Reproduce the material below word for word, starting with the line that contains "Please drop a marker on the blue" and continuing through the line that contains "Please drop a marker on the finger".

— Begin Data provided —

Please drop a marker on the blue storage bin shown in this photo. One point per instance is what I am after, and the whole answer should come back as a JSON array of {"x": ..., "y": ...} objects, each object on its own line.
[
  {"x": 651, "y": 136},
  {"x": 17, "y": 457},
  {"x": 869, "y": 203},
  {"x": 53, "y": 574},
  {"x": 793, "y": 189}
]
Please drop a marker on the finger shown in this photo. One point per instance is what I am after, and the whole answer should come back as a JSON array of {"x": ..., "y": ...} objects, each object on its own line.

— End Data provided —
— Begin Data provided —

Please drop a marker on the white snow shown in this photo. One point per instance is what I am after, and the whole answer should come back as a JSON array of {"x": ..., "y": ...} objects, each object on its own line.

— End Data provided —

Solution to this exercise:
Please drop a marker on the blue storage bin shown in this photo. One point per instance is what I am after, and the whole answer should come back as a JSON array of {"x": ..., "y": ...} objects, each object on its own line.
[
  {"x": 651, "y": 136},
  {"x": 17, "y": 457},
  {"x": 869, "y": 203},
  {"x": 53, "y": 574},
  {"x": 793, "y": 189}
]
Please drop a marker on the finger shown in this photo. One point per instance is what I am after, and the whole answer should come back as a JSON array of {"x": ..., "y": ...} objects, each object on its own line.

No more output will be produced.